→ **文档部分**
5.Logstash日志处理应用案例

2022-05-03 分类:ELK 阅读(955) 评论(0)

孙富阳, 江湖人称没人称。多年互联网运维工作经验,曾负责过孙布斯大规模集群架构自动化运维管理工作。擅长Web集群架构与自动化运维,曾负责国内某大型博客网站运维工作。

1.logstash收集app应用日志

1.app日志概述

应用APP日志,主要用来记录用户的操作
[INFO] 2021-12-28 04:53:36 [cn.sfy.main] – DAU|8329|领取优惠券|2021-12-28 03:18:31
[INFO] 2021-12-28 04:53:40 [cn.sfy.main] – DAU|131|评论商品|2021-12-28 03:06:27
APP在生产是真实的系统,目前仅仅是为了学习日志收集、分析、展示,所以九模拟一些用户数据。

2.app日志架构

1.首先通过filebeat读取日志文件中的内容,并且将内容发送个Logstash
2.logstash接收到内容后,将数据转换为结构化数据。然后输出给es数据库
3.Kibaba添加es索引,读取数据,然后再kibana中进行分析,最后进行展示

3.app日志分析实操

1.filebeat配置

[root@es-node3 ~]# cat /etc/filebeat/filebeat.yml
filebeat.inputs:
- type: log
  paths:
  - /var/log/app.log
  enabled: true

output.logstash:
  hosts: ["10.0.0.152:5044"]

2.logstash配置

[root@es-node3 ~]# cat /etc/logstash/conf.d/app.conf
input {
	beats {
		port => 5044
	}

}

filter {
	mutate {
		split => { "message" => "|" }

		add_field => {
			"UserID" => "%{[message][1]}"

→ **待办事项**
a - 请将文档部分中以“首先通过filebeat读取日志文件”开头的段落压缩成一句话,保留其主要事实。
b - 用两句话概括文档部分。
清单是另一份独立的材料,与文档部分无关。

→ **数据部分**
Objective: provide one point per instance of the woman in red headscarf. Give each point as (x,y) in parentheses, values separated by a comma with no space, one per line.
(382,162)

→ **依次作答**
a - filebeat读取日志文件内容并发送给Logstash,Logstash将其转换为结构化数据后输出给es数据库,再在kibana中添加es索引读取数据,进行分析并展示。

b - 文档部分介绍用Logstash收集应用APP日志的案例,这类日志主要记录用户操作,文中为学习而模拟了用户数据。流程是filebeat读取日志并发送给Logstash,Logstash将数据转换为结构化数据后输出给es数据库,最后在kibana中分析和展示,文中还列出了filebeat和logstash的配置。